* [TEXTO PARA LEITURA]
Era uma vez ..."um Rei" - dirão logo os meus gentis ouvintes. Exactamente, desta vez adivinharam. Era uma vez o último rei de Itália, Vítor Manuel III, que partiu para o exílio quando a Segunda Guerra Mundial acabou. Tinha fama de possuir escassa cultura humanística e interessava-se principalmente pelos problemas económicos e militares, embora fosse coleccionador apaixonado de moedas antigas. Conta-se que um dia teve de inaugurar uma exposição de pintura. Ao chegar diante de um quadro com uma belíssima paisagem, que representava um vale com uma aldeia alcandorada na encosta de uma colina, contemplou-o demoradamente e depois, voltando-se para o director da exposição, perguntou: " Quantos habitantes tem a aldeia?"
Umberto Eco, Seis Passeios nos Bosques da Ficção, Difel, pp 81
Há pedaços de leituras que suspendem e esbatem fronteiras entre a ficção e a realidade.
Consequências do contrato - ficcional - que o leitor estabelece com o autor.
Aceitar a presença de personagens ficcionais e seguir o seu rasto, de texto para texto, liberta-as da história que as criou. E permite que o leitor as re-invente aumentando-lhes realidade.
E servem de terapia contra o sono da razão.
Andar pelo bosque é como andar à procura da verdade. Perdemo-nos sempre.
Há duas maneiras de passear num bosque. Uma é experimentar um ou vários caminhos (...); a segunda é caminhar de modo a descobrir como o bosque é e por que são acessíveis certas veredas, e outras não.
Eco, Umberto, Seis Passeios nos Bosques da Ficção, Difel, p. 33.

Dados registados:
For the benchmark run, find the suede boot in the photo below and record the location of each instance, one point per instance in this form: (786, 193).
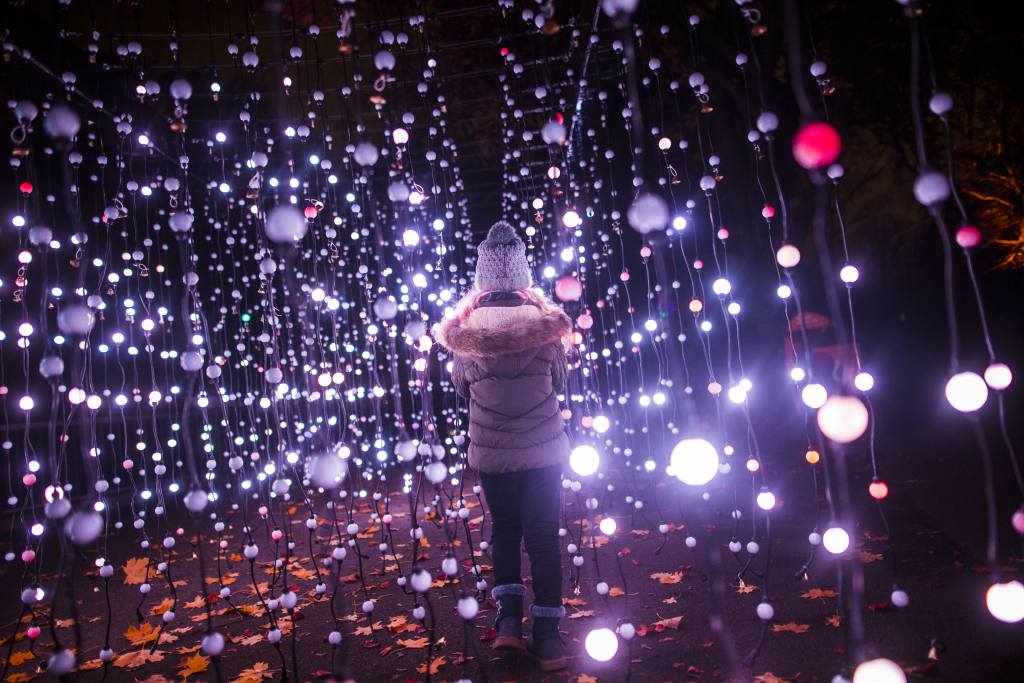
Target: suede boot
(508, 624)
(546, 643)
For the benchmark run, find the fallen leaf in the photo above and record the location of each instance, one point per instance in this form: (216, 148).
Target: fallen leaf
(257, 672)
(414, 643)
(136, 658)
(435, 666)
(135, 570)
(667, 624)
(159, 609)
(668, 578)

* [ENUNCIADO DA TAREFA] Reproduza tudo o que consta do texto para leitura, desde "E servem de" até "Difel, p. 33.", sem qualquer alteração.

* [RESPOSTA DO EXERCÍCIO]
E servem de terapia contra o sono da razão.
Andar pelo bosque é como andar à procura da verdade. Perdemo-nos sempre.
Há duas maneiras de passear num bosque. Uma é experimentar um ou vários caminhos (...); a segunda é caminhar de modo a descobrir como o bosque é e por que são acessíveis certas veredas, e outras não.
Eco, Umberto, Seis Passeios nos Bosques da Ficção, Difel, p. 33.